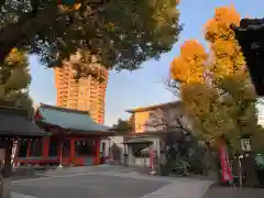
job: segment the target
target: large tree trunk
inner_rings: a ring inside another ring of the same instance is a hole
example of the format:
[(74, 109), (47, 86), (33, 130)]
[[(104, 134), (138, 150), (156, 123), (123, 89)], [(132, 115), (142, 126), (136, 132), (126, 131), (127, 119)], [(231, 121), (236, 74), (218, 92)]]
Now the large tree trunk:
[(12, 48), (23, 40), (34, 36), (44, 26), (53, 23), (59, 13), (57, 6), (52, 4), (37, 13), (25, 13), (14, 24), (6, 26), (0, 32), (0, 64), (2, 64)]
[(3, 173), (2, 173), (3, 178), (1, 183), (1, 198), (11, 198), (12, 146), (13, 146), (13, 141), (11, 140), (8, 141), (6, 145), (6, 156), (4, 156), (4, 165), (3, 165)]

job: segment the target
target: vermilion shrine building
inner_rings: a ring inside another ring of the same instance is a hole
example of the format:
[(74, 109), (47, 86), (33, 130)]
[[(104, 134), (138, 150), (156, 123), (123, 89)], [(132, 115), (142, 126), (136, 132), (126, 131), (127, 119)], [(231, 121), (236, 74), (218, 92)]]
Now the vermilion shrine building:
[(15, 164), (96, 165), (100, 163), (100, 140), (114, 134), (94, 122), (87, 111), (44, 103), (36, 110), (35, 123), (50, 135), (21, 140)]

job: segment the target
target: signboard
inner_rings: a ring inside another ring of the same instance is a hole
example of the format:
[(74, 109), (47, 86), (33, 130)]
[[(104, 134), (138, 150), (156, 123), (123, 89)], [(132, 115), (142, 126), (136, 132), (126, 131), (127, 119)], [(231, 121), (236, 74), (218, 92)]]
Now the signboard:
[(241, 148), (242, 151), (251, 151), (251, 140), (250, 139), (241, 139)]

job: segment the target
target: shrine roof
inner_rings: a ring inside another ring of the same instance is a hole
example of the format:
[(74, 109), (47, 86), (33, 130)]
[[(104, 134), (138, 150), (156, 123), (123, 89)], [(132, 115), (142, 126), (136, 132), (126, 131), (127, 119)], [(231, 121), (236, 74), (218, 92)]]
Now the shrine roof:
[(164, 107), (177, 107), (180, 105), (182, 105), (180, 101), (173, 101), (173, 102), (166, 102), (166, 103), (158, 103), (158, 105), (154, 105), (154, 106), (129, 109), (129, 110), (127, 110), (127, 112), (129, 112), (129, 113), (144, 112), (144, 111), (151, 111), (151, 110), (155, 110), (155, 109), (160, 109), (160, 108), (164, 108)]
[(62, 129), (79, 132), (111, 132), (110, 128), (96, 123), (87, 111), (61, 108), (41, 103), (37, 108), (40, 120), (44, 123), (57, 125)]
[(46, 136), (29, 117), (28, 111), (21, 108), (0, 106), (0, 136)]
····················
• Problem: Every record must be copied exactly, with the pictures left out.

• Result of the task:
job: segment the target
target: large tree trunk
inner_rings: a ring inside another ring of the same instance is a hole
example of the format:
[(74, 109), (47, 86), (33, 130)]
[[(104, 134), (138, 150), (156, 123), (123, 89)], [(132, 115), (142, 126), (136, 132), (126, 131), (127, 119)], [(231, 121), (236, 74), (218, 92)]]
Now the large tree trunk:
[(12, 48), (23, 40), (34, 36), (44, 26), (53, 23), (59, 13), (57, 6), (52, 4), (37, 13), (25, 13), (14, 24), (6, 26), (0, 32), (0, 64), (2, 64)]
[(3, 173), (2, 173), (3, 178), (1, 183), (1, 198), (11, 198), (12, 146), (13, 146), (13, 141), (11, 140), (8, 141), (6, 145), (6, 156), (4, 156), (4, 165), (3, 165)]

job: segment the target
target: vermilion shrine building
inner_rings: a ring inside another ring of the same instance is a hole
example of the format:
[(74, 109), (47, 86), (33, 130)]
[[(104, 134), (138, 150), (156, 123), (123, 89)], [(132, 115), (142, 126), (136, 132), (126, 131), (127, 119)], [(231, 121), (236, 74), (218, 92)]]
Now the vermilion shrine building:
[(15, 164), (96, 165), (100, 163), (100, 140), (114, 134), (94, 122), (87, 111), (44, 103), (36, 110), (35, 123), (50, 135), (21, 140)]

job: segment the target
target: signboard
inner_rings: a ring inside another ring of the same instance is a hole
example of the format:
[(74, 109), (47, 86), (33, 130)]
[[(104, 134), (138, 150), (156, 123), (123, 89)], [(132, 115), (142, 126), (136, 132), (126, 131), (127, 119)], [(231, 121), (236, 74), (218, 92)]]
Now the signboard:
[(241, 148), (242, 151), (251, 151), (251, 140), (250, 139), (241, 139)]

job: segment the target
target: shrine roof
inner_rings: a ring inside another ring of the same instance is a hole
example of the format:
[(74, 109), (47, 86), (33, 130)]
[[(104, 134), (138, 150), (156, 123), (123, 89)], [(132, 115), (142, 126), (136, 132), (126, 131), (127, 119)], [(231, 121), (236, 74), (218, 92)]]
Now the shrine roof:
[(164, 107), (177, 107), (180, 105), (182, 105), (180, 101), (173, 101), (173, 102), (166, 102), (166, 103), (158, 103), (158, 105), (154, 105), (154, 106), (129, 109), (129, 110), (127, 110), (127, 112), (129, 112), (129, 113), (144, 112), (144, 111), (151, 111), (151, 110), (155, 110), (155, 109), (160, 109), (160, 108), (164, 108)]
[(62, 129), (79, 132), (111, 132), (110, 128), (96, 123), (87, 111), (61, 108), (41, 103), (37, 108), (40, 120), (44, 123), (57, 125)]
[(46, 136), (29, 117), (28, 111), (21, 108), (0, 106), (0, 136)]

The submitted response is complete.